HOW TO COMPLETE THIS TASK:
From the entries, copy out every line in which the word "stone" is found.

INPUT MATERIAL below:

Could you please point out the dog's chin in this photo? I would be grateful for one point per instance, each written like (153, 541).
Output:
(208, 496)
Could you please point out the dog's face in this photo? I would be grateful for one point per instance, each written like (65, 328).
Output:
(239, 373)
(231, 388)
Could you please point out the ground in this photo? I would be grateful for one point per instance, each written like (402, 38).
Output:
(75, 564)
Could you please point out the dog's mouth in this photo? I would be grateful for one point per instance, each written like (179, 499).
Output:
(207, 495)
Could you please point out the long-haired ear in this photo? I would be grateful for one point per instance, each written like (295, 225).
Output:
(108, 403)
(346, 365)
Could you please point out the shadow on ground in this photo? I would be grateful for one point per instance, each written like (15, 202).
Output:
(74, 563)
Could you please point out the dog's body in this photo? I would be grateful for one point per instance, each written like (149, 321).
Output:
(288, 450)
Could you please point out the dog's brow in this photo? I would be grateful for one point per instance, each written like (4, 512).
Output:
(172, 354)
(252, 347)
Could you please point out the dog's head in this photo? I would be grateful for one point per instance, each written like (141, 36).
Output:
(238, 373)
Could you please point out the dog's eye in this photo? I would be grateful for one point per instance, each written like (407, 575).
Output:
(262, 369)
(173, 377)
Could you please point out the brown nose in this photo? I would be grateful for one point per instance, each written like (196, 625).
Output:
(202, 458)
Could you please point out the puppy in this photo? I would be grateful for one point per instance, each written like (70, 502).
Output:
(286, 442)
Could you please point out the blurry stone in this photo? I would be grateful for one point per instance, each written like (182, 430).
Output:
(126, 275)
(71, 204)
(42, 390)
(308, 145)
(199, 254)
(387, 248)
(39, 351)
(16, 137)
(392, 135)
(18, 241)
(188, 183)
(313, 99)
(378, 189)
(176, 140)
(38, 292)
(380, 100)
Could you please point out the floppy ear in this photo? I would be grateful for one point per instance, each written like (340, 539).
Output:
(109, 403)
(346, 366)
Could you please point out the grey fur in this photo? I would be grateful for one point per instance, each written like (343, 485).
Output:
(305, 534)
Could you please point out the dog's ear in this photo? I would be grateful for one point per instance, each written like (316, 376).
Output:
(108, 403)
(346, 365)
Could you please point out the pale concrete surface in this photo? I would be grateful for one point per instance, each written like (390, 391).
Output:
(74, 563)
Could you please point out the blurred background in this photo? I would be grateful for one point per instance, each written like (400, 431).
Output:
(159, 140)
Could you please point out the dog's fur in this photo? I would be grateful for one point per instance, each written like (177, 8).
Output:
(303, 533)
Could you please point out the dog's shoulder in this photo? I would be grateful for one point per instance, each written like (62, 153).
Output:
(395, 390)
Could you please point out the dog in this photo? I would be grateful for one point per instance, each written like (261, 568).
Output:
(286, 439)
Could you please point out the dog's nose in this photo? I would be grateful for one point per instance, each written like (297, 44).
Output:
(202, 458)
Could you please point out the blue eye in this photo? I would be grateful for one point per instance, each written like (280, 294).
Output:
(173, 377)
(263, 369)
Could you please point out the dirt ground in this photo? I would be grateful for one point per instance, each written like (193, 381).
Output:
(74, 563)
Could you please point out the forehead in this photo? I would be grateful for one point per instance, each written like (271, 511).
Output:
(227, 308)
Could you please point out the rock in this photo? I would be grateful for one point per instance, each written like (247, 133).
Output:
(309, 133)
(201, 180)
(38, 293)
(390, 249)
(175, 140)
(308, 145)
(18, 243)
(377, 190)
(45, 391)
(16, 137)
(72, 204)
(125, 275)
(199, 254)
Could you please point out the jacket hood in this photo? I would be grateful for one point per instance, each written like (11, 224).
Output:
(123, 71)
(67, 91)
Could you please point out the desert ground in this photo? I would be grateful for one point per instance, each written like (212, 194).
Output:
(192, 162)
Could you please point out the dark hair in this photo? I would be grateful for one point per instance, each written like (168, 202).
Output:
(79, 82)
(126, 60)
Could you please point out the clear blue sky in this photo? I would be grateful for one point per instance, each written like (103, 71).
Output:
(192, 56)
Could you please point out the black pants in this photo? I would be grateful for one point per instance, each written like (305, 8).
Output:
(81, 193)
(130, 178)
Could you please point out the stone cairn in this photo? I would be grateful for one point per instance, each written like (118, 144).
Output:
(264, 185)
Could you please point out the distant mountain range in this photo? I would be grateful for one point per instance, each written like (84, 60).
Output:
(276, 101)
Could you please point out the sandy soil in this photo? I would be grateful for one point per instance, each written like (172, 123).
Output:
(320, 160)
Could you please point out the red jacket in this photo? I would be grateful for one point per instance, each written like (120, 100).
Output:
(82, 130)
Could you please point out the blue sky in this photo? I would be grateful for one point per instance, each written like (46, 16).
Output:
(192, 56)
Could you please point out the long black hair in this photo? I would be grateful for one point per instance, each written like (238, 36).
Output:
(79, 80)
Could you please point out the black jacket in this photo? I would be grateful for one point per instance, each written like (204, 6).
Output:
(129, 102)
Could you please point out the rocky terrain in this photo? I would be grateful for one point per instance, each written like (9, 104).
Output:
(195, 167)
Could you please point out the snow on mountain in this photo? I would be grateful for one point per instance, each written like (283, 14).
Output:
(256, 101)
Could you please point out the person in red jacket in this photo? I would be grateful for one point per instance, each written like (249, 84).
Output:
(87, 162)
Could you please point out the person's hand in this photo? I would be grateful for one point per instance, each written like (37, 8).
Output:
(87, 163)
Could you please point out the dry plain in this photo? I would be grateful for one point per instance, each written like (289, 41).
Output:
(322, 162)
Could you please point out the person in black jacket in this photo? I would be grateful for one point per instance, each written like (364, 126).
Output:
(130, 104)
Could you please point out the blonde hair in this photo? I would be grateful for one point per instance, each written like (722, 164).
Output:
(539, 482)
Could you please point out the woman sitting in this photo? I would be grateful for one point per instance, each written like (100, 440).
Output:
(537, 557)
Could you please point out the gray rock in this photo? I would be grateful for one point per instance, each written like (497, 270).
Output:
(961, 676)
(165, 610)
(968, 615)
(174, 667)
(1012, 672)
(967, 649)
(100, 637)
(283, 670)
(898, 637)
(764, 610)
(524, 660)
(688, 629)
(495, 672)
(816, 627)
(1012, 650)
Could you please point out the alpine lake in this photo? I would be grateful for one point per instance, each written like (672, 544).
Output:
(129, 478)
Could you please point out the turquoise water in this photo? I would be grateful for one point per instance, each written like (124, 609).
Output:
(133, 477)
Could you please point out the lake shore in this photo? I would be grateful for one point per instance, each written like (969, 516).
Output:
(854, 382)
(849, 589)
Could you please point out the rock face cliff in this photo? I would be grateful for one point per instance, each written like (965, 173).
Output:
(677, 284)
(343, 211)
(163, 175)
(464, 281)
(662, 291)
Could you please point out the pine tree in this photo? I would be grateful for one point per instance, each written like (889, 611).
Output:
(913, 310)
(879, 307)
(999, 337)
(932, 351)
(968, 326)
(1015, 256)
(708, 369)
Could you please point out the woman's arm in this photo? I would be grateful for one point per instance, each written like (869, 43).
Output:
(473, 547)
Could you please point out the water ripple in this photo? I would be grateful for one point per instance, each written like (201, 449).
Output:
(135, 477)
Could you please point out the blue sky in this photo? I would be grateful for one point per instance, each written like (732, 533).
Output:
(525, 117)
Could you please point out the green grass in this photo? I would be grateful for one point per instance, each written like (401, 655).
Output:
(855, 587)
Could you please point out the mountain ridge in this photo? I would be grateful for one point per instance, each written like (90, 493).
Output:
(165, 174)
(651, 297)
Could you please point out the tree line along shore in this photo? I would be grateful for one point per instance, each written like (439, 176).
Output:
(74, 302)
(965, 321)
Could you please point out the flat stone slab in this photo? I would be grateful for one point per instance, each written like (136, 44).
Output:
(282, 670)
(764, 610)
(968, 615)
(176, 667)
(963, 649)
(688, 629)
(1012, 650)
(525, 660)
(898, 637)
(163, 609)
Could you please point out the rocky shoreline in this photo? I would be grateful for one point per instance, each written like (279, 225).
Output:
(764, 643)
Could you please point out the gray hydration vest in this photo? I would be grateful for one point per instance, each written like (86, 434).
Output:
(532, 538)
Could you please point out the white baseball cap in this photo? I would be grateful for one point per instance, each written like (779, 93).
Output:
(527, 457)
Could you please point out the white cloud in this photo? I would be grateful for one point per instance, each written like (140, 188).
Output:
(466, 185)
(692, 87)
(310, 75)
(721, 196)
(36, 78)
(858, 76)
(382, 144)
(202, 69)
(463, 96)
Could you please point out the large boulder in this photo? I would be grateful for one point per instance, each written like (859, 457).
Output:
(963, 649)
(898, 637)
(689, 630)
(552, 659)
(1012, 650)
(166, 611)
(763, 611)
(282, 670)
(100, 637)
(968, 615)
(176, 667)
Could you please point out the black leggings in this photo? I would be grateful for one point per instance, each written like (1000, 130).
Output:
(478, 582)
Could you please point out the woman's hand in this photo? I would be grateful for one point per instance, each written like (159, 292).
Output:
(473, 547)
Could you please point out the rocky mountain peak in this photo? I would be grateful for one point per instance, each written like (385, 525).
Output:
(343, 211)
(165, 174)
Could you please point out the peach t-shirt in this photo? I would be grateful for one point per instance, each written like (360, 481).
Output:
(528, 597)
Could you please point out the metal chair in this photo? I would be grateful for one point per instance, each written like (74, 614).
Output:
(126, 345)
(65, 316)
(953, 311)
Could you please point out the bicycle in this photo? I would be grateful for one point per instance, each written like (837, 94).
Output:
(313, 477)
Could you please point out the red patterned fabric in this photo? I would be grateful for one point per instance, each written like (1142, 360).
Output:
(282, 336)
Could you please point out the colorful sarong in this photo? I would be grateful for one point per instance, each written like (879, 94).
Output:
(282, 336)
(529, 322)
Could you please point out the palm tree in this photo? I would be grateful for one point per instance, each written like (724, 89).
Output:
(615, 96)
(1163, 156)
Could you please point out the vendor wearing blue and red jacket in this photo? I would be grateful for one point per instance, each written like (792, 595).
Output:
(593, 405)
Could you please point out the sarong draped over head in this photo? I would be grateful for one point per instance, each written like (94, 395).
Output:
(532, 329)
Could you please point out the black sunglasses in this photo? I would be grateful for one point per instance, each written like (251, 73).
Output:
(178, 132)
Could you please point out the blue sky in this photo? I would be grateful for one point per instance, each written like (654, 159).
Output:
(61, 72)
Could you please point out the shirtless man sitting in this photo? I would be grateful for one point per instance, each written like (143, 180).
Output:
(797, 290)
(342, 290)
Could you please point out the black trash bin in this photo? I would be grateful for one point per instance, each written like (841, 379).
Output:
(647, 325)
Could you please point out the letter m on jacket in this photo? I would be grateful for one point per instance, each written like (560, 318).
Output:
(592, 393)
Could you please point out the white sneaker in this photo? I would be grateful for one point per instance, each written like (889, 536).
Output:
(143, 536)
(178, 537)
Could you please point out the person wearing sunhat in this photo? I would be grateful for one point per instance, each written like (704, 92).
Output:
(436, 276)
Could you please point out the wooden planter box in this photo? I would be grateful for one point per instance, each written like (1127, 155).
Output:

End of INPUT MATERIAL.

PROBLEM SOLUTION:
Could you please point out the blurry stone in this photo? I would be grateful for one point per instance, each written like (182, 430).
Could you please point out the stone cairn in this photo? I would be grateful for one point per instance, each written like (118, 144).
Could you please point out the flat stone slab in this photo? I would be grateful for one point per instance, each written like (136, 44).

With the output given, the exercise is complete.